# How the corporate tax audit process works in the UAE

> The corporate tax audit UAE process explained in plain English, from FTA notice to final assessment, with timelines, documents, and penalties to

Source: https://einvoicedirect.ae/auditing-uae/corporate-tax-audit-uae-process  
Last updated: 2026-06-05  
Publisher: EInvoice Direct (Massive FZCO), UAE e-invoicing software.

## What is the corporate tax audit UAE process?

The corporate tax audit UAE process is the Federal Tax Authority's review of a company's corporate tax return, books, and supporting records to confirm the tax declared matches the law. It starts with an FTA notice, moves through document requests and fieldwork, and ends with an assessment, payment, or appeal under Federal Decree-Law 47 of 2022.

Corporate tax in the UAE took effect for financial years starting on or after June 1, 2023. Every taxable person must file a return within 9 months of their financial year end. The FTA (Federal Tax Authority) has the right to audit any return, and the corporate tax audit UAE process is how that right is exercised in practice.

This guide walks UAE business owners and finance teams through each stage, the documents required, the legal deadlines, and the penalties for getting it wrong. For wider context, see our hub on [Auditing in the UAE](https://einvoicedirect.ae/auditing-uae).

## Who can be selected for a corporate tax audit

The FTA can audit any taxable person, including mainland companies, free zone entities, branches of foreign companies, and natural persons carrying on business above the AED 1,000,000 turnover threshold. Selection is usually risk-based, but random audits also happen.

### Common audit triggers

- Large or repeated losses that reduce taxable income.
- Mismatches between the corporate tax return and VAT returns filed with the FTA.
- Related party transactions and transfer pricing positions.
- Claiming Qualifying Free Zone Person (QFZP) status with 0% on qualifying income.
- Claiming Small Business Relief (revenue up to AED 3,000,000 through 2026).
- Late filings, late payments, or amended returns.
- Industry or sector reviews driven by FTA risk models.

If you operate in a free zone, the rules around qualifying income raise the audit profile. Read [Free Zone Audit Requirements](https://einvoicedirect.ae/auditing-uae/free-zone-audit-requirements) for the audit obligations that apply before the FTA even knocks.

### Mainland and free zone, the same FTA process

The audit process under Federal Decree-Law 47 of 2022 and the Tax Procedures Law (Federal Decree-Law 17 of 2024) applies to mainland and free zone taxpayers the same way. Free zone authorities such as DMCC, DIFC, and JAFZA have separate statutory audit duties, but the FTA tax audit sits on top of those. See [Audit Requirements UAE by Entity Type](https://einvoicedirect.ae/auditing-uae/audit-requirements-uae-by-entity-type) for how the two layers interact.

## The corporate tax audit process step by step

The FTA tax audit follows a defined sequence set out in the Tax Procedures Law. Each step has a legal time limit, and each step is your chance to manage the outcome.

### Step 1: Notice of tax audit

The FTA must give at least 10 business days' written notice before starting an audit, unless there is suspicion of tax evasion. The notice states the tax periods covered, the type of tax, the audit location, and the lead auditor's name.

Read the notice carefully. Check the periods, the legal entity, and the Tax Registration Number (TRN). Errors here can be raised early.

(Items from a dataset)
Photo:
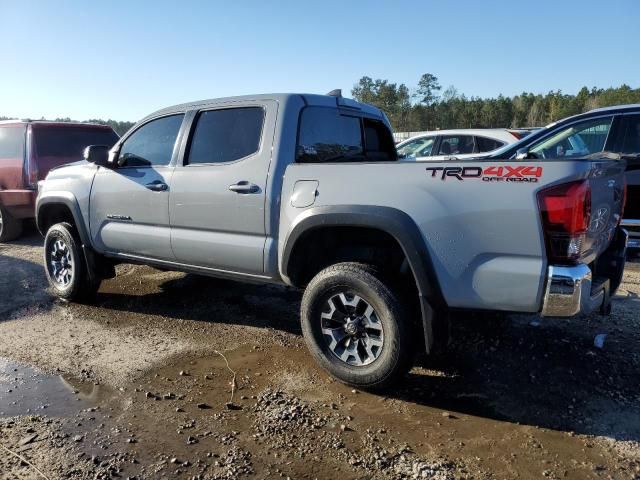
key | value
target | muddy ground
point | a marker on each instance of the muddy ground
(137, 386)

* * *

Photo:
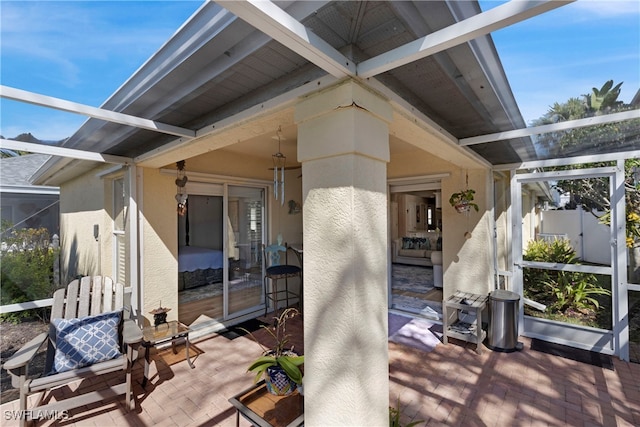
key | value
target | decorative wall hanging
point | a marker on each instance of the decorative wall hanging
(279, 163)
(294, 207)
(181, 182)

* * *

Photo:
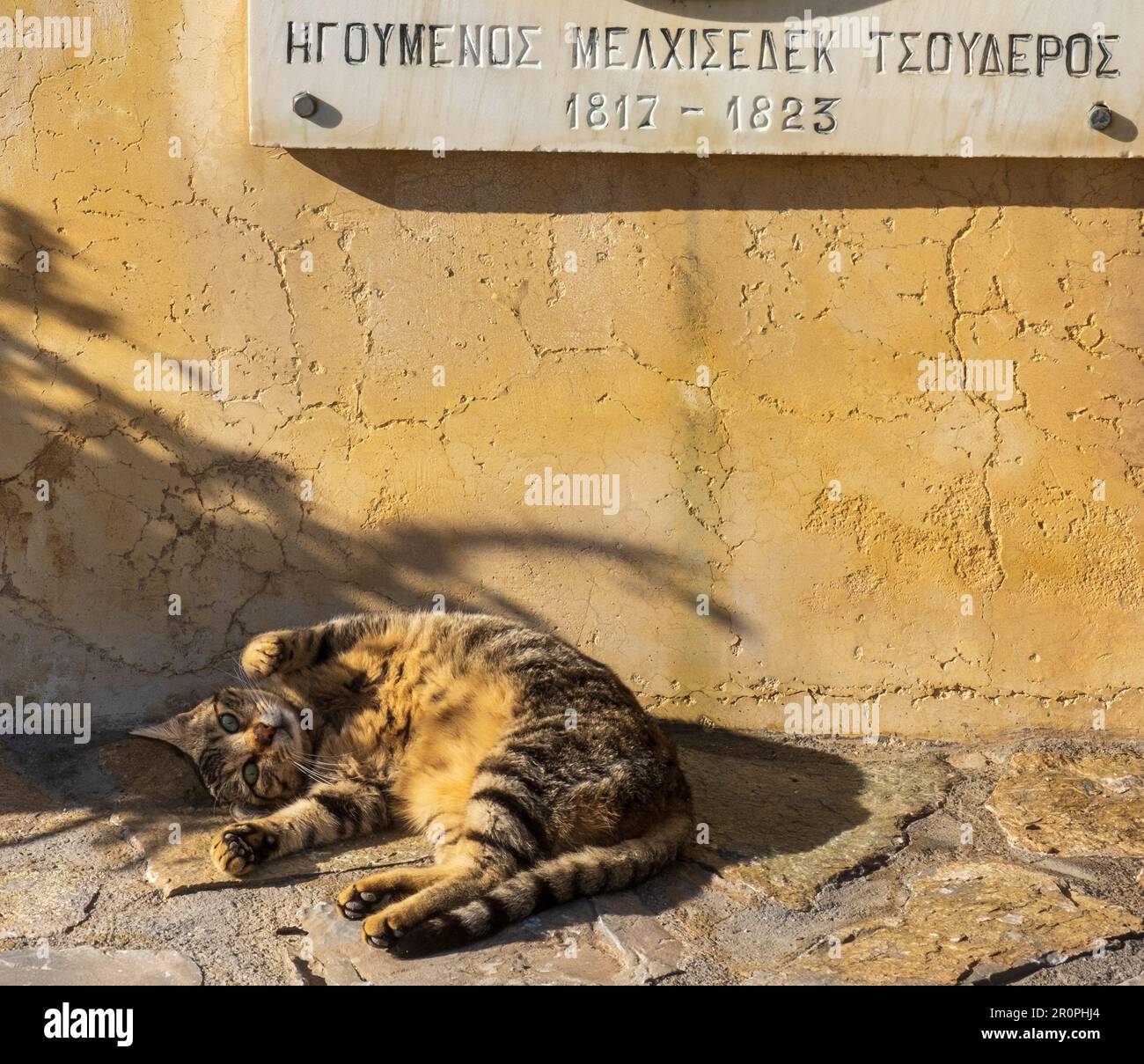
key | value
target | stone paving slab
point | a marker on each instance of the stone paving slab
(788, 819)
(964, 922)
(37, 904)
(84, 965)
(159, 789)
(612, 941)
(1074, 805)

§ Do this: Proceed with the guide to the UAE corporate tax audit process, starting after its last sentence. The records were drawn from a separate source.

§ Response to this task:
### Step 2: Document and information request

The FTA will issue a formal request for records. Typical items include:

- Audited financial statements for each period under review.
- The corporate tax return and supporting workings.
- General ledger, trial balance, and chart of accounts.
- Sales and purchase invoices, contracts, and bank statements.
- Transfer pricing documentation: master file, local file, and disclosure form.
- Free zone substance evidence if QFZP status is claimed.
- VAT returns and reconciliations to corporate tax figures.
- Fixed asset register, depreciation schedules, and impairment notes.

Records must be kept for 7 years under UAE tax law. Provide records in the format requested, in English or Arabic, and keep a log of every document handed over.

### Step 3: Fieldwork and interviews

The audit can take place at the FTA premises, at your office, or remotely through the EmaraTax portal. Auditors may interview staff who prepared the return, signed off accounts, or handled related party deals.

Be precise. Stick to facts in the records. Do not speculate, and do not promise figures you have not verified.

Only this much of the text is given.